SUPPLIED RECORDS:
****

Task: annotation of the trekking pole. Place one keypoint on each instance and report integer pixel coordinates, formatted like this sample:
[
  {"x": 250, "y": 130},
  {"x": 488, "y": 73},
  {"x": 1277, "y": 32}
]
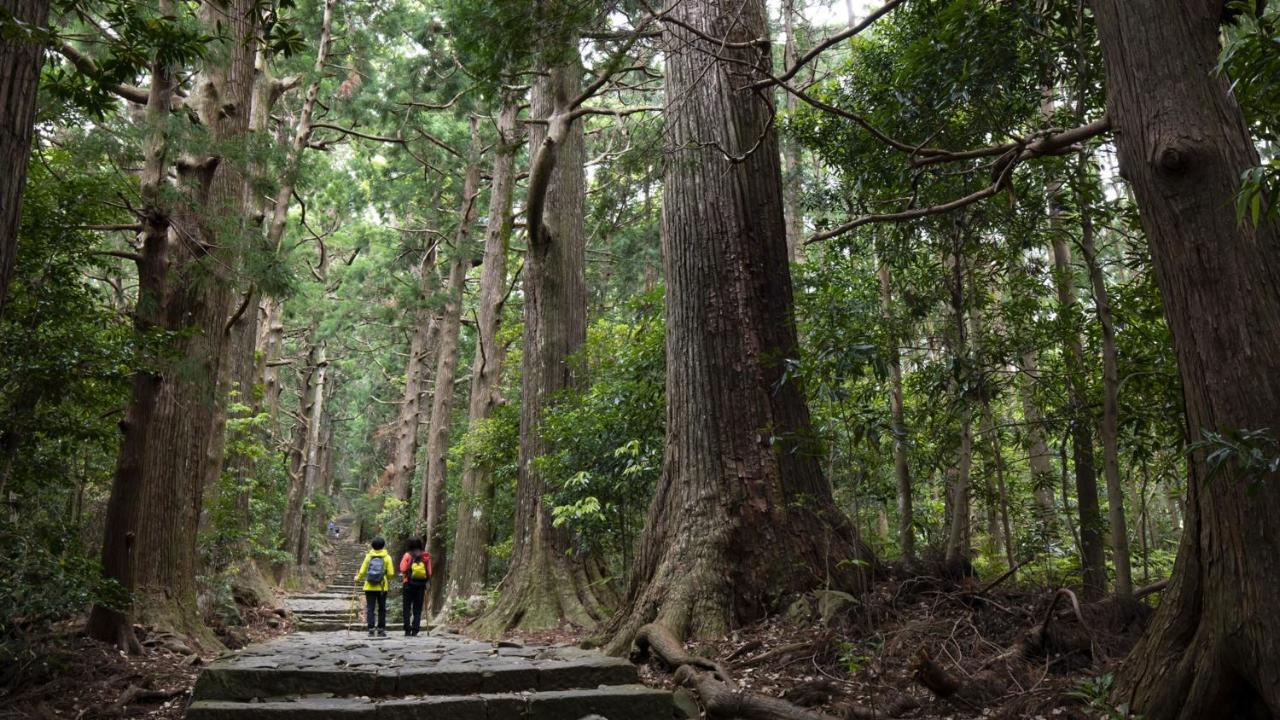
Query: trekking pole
[{"x": 351, "y": 620}]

****

WHAT IS BEING ASKED:
Set down the records above exactly, leaving out pictures.

OUTPUT OF THE TASK:
Task: annotation of the trekking pole. Place one keypoint on each instance and report integer pixel coordinates, formatted like this sample:
[
  {"x": 250, "y": 130},
  {"x": 488, "y": 73},
  {"x": 1277, "y": 32}
]
Query: trekking pole
[{"x": 351, "y": 620}]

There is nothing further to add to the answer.